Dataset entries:
┄┄┄┄┄┄┄┄┄┄┄┄┄┄┄┄┄┄┄┄
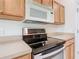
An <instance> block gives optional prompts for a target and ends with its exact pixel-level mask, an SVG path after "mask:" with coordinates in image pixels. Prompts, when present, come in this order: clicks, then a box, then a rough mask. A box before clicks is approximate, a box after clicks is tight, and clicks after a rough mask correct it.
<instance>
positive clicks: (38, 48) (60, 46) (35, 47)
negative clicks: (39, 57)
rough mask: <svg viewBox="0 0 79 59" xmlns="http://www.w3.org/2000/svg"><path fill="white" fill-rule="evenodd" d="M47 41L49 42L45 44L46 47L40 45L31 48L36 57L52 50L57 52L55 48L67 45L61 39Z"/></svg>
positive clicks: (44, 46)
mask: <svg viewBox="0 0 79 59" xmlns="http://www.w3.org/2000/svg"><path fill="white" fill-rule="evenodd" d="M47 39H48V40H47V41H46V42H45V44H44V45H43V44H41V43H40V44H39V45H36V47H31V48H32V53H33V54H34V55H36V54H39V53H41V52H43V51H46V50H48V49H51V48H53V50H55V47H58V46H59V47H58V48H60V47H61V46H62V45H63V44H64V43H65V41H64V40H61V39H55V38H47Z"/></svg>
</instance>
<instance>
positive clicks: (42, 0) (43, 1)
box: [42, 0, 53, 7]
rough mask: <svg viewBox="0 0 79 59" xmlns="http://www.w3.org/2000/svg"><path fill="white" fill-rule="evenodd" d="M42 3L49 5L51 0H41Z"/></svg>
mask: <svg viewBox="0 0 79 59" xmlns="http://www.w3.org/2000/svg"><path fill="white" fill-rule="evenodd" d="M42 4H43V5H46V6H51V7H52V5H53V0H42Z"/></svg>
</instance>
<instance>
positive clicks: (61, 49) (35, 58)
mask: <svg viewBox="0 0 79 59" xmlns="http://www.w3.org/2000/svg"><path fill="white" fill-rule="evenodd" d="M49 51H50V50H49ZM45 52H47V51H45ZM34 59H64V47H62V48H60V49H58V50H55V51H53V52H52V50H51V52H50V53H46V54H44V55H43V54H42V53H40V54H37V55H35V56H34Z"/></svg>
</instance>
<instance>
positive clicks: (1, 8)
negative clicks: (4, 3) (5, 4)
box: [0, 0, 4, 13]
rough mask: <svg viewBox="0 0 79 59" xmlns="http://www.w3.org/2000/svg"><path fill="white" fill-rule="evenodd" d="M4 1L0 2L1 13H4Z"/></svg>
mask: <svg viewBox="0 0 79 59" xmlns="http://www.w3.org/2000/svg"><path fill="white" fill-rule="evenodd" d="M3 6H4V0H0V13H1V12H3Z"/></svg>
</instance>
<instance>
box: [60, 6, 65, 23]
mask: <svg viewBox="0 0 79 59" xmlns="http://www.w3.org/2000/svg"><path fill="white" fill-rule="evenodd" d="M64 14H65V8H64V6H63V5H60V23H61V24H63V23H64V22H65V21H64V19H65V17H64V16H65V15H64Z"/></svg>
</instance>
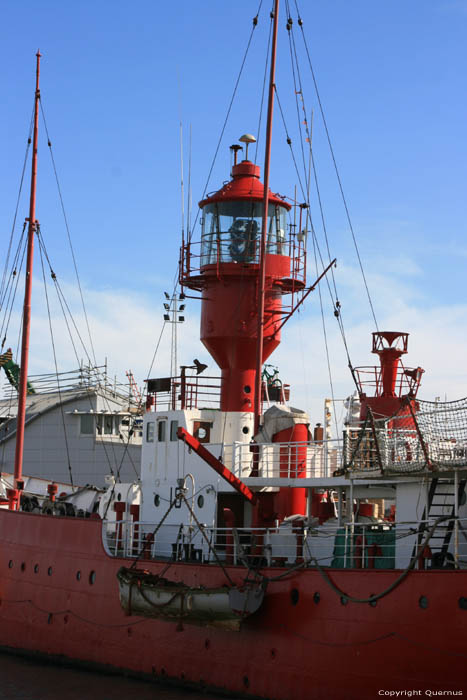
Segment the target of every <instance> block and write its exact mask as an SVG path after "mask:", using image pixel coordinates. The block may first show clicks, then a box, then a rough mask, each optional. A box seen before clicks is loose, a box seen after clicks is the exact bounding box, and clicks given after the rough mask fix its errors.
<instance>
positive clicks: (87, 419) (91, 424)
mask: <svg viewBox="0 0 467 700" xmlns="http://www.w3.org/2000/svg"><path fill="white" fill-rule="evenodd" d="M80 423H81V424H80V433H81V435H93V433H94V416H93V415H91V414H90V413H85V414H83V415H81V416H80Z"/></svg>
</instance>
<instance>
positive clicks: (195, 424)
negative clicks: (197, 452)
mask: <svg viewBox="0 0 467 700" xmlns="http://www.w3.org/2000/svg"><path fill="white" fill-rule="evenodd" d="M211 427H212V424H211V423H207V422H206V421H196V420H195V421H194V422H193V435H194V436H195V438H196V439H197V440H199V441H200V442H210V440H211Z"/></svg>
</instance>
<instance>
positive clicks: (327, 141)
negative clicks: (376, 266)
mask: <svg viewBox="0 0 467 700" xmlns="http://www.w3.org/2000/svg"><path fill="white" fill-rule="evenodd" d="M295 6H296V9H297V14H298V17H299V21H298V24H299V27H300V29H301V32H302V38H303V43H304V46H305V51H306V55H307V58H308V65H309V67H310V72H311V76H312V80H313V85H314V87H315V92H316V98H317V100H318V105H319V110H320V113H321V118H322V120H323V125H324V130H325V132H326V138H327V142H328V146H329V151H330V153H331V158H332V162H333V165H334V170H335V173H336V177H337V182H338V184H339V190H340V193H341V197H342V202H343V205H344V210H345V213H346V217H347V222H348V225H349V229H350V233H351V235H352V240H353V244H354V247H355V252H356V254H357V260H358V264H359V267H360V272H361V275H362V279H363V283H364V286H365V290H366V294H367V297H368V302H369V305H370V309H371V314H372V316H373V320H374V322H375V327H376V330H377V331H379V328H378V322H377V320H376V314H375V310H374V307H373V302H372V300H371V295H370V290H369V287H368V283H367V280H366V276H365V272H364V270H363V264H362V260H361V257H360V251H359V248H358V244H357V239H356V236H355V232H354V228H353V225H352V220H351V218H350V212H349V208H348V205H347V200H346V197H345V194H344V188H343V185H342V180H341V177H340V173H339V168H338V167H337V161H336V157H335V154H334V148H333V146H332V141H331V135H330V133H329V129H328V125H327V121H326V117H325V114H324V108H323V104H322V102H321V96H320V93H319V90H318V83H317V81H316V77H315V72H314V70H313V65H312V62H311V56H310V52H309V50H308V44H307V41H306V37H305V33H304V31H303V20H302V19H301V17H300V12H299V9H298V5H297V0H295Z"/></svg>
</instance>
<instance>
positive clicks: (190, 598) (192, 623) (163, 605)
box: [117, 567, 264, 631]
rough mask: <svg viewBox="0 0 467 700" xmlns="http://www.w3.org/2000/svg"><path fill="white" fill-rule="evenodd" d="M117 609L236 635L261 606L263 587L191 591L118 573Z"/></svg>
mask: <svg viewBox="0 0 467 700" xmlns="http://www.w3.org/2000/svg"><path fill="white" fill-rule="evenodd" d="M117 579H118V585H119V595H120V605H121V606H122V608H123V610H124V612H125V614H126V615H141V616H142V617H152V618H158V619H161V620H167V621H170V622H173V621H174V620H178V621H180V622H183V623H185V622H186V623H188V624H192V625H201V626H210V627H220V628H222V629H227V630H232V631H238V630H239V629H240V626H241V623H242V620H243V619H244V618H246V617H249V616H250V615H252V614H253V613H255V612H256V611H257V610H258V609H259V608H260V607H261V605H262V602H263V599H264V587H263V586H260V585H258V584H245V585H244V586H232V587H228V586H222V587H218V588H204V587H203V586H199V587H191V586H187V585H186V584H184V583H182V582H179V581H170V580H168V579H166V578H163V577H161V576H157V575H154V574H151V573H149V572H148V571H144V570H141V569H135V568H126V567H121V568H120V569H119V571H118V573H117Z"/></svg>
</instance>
┄┄┄┄┄┄┄┄┄┄┄┄┄┄┄┄┄┄┄┄
WHAT YOU NEED TO DO
Starting at the first line of the records above, set down each line exactly through the one that holds "positive clicks: (38, 48) (60, 46) (35, 47)". Omit pictures.

SOLUTION FOR THIS PROBLEM
An <instance> block gives optional prompts for a target and ends with its exact pixel-level mask, an SVG path after "mask:" with coordinates in image pixels. Prompts, when present, come in this order: clicks, then a box, then a rough mask. A box before clicks is approximate, a box after clicks is tight, and clicks after a rough mask correct it.
<instance>
positive clicks: (38, 48) (60, 46) (35, 47)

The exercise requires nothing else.